▸ Goal
In the stretch of entries from the line containing "1009, row 869." through the line containing "column 906, row 561", replace "pointer" with "locator" and give only those lines again, leaving everything else unchanged.

Start Records for processing

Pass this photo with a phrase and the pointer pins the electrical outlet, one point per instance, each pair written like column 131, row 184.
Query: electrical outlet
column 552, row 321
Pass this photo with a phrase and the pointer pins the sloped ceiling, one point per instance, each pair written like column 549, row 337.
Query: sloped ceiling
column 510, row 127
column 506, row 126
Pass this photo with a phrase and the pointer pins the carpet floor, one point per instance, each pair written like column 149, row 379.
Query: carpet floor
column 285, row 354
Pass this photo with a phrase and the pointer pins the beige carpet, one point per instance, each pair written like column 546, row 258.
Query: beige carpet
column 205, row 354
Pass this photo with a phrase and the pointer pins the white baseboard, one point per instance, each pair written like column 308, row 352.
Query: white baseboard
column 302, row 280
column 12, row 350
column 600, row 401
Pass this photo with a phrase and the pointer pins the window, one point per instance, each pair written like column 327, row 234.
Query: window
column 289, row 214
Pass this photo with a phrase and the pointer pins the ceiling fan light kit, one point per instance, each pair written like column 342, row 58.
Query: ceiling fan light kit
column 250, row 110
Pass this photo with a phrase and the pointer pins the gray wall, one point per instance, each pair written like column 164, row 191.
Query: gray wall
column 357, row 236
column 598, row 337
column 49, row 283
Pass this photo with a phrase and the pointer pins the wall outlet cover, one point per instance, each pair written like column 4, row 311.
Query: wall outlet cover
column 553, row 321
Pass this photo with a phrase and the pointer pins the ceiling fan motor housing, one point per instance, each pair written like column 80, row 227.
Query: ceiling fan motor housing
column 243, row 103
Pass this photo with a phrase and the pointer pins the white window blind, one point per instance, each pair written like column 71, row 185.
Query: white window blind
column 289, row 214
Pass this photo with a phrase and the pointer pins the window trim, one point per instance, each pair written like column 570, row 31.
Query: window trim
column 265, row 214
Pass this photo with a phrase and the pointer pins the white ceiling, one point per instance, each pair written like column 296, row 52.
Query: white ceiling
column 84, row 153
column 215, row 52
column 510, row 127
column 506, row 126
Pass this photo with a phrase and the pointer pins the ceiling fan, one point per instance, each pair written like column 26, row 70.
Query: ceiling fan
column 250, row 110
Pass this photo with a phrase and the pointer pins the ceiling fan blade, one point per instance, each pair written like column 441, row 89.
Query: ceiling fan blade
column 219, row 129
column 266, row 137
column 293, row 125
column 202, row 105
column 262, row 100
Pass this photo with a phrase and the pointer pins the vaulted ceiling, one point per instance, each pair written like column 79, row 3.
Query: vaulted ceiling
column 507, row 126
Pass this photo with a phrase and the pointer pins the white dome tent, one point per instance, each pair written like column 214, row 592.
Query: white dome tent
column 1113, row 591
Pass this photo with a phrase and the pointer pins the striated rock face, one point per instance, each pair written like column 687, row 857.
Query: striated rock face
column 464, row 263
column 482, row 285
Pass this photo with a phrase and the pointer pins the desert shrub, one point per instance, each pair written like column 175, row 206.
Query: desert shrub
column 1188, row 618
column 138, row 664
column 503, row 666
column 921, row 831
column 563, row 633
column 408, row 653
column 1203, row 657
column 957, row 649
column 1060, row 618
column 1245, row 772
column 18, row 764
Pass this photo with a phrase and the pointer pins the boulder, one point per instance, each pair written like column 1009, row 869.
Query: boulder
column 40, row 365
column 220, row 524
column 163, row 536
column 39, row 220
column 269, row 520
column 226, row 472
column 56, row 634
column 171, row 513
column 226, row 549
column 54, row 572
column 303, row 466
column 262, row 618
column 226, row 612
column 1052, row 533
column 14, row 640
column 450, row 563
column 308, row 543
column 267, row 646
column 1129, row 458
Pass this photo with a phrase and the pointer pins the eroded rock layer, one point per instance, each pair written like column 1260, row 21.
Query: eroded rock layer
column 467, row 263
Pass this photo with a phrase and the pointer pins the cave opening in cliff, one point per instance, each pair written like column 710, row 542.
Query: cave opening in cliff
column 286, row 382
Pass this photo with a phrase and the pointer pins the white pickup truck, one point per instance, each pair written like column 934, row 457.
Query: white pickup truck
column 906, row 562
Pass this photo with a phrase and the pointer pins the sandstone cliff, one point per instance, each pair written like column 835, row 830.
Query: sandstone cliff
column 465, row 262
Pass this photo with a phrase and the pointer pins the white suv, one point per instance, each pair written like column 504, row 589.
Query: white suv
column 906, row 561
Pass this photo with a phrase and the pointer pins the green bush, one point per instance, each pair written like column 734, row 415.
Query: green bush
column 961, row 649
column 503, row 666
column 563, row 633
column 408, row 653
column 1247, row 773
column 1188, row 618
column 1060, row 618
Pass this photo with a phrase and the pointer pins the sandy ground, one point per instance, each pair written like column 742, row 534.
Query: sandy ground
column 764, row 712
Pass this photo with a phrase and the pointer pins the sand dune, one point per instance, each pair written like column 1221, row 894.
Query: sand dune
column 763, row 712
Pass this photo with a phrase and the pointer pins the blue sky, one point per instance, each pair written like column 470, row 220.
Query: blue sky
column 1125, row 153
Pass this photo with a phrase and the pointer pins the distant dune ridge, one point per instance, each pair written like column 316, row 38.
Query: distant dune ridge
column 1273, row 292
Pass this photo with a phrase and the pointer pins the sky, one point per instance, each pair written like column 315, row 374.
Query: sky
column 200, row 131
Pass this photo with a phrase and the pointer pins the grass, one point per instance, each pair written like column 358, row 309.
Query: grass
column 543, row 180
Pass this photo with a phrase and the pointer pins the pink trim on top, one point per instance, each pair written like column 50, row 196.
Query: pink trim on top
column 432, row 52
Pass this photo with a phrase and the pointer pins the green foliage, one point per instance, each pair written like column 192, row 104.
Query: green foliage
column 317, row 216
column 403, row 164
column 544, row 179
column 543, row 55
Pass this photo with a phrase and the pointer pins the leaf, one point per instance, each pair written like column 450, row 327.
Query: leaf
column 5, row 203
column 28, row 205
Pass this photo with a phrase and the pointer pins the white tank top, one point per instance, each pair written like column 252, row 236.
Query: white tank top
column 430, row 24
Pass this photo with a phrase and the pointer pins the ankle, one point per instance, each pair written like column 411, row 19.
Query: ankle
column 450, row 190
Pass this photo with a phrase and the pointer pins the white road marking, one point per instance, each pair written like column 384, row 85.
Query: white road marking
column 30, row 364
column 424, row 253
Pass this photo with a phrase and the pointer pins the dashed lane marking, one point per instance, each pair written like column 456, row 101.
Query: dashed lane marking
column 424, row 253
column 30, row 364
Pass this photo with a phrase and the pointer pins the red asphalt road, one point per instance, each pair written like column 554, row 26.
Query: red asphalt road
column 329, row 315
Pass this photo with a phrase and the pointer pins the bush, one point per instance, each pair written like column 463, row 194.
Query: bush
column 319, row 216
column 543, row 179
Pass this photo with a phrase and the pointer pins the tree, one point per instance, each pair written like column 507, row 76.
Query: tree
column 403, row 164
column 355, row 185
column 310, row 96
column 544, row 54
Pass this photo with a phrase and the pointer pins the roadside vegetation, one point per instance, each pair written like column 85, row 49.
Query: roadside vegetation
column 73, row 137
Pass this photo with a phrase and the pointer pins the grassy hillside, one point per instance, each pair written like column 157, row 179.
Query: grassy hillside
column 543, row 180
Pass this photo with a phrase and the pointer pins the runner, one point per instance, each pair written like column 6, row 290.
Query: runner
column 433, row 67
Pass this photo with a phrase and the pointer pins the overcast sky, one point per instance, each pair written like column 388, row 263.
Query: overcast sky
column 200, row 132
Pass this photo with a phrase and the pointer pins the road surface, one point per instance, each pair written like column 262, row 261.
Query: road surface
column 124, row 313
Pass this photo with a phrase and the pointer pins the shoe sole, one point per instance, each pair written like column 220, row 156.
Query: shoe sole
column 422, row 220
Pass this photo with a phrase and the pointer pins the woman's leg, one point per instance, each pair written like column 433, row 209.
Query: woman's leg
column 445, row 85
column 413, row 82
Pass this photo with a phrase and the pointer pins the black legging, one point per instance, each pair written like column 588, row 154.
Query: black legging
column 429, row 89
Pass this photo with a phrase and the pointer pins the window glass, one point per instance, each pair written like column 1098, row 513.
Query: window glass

End Records for processing

▸ Result below
Pass this photo with a phrase and the locator pins the boulder, one point per instance, each pair written like column 1009, row 869.
Query: boulder
column 40, row 365
column 220, row 524
column 163, row 536
column 39, row 220
column 269, row 520
column 226, row 472
column 56, row 634
column 171, row 513
column 226, row 549
column 54, row 572
column 303, row 466
column 262, row 618
column 226, row 612
column 1052, row 533
column 14, row 640
column 450, row 563
column 308, row 543
column 267, row 646
column 1129, row 458
Pass this photo with a phrase and the locator pins the eroded rock layer, one point per instance, each pair written like column 1260, row 21.
Query: eroded rock layer
column 467, row 263
Pass this photo with a phrase and the locator pins the cave opening in cliff, one point per instance, each pair written like column 710, row 542.
Query: cave opening in cliff
column 286, row 382
Pass this photo with a phrase and the locator pins the white pickup truck, one point per instance, each pair written like column 934, row 457.
Query: white pickup truck
column 906, row 562
Pass this photo with a phrase and the locator pins the sandstone cliff, one point per instance, each pair written like column 835, row 830.
Query: sandstone cliff
column 465, row 262
Pass this photo with a phrase and the locator pins the white suv, one point per instance, each pair written like column 504, row 589.
Query: white suv
column 906, row 561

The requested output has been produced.